**WHAT THIS TASK INVOLVES:**
Your response should match the records line for line.

____

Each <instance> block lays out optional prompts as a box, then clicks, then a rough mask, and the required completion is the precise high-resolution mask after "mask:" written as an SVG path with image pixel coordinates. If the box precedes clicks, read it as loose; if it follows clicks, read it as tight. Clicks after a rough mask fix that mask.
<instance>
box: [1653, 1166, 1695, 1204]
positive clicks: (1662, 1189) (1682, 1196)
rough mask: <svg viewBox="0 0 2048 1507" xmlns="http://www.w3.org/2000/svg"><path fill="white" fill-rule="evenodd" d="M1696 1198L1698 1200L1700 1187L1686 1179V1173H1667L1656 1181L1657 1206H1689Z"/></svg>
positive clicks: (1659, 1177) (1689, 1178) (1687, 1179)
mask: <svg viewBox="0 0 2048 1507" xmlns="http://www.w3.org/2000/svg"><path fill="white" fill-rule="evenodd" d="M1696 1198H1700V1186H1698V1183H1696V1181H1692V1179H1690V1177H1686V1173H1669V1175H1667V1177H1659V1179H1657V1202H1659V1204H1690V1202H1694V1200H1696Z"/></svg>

____

**YOUR RESPONSE:**
Each <instance> block lays out optional prompts as a box, then clicks, then a rough mask, and the required completion is the precise high-resolution mask after "mask:" written as an SVG path with image pixel coordinates. If the box precedes clicks, read it as loose; if it follows clicks, read it as tight. Clicks after a rough mask fix that mask.
<instance>
box: [1653, 1166, 1695, 1204]
positive clicks: (1662, 1189) (1682, 1196)
rough mask: <svg viewBox="0 0 2048 1507" xmlns="http://www.w3.org/2000/svg"><path fill="white" fill-rule="evenodd" d="M1696 1198L1698 1200L1700 1187L1686 1179V1173H1667L1656 1181L1657 1206H1689Z"/></svg>
positive clicks: (1659, 1177) (1689, 1178) (1687, 1179)
mask: <svg viewBox="0 0 2048 1507" xmlns="http://www.w3.org/2000/svg"><path fill="white" fill-rule="evenodd" d="M1696 1198H1700V1186H1698V1183H1696V1181H1692V1179H1690V1177H1686V1173H1669V1175H1667V1177H1659V1179H1657V1202H1659V1204H1690V1202H1694V1200H1696Z"/></svg>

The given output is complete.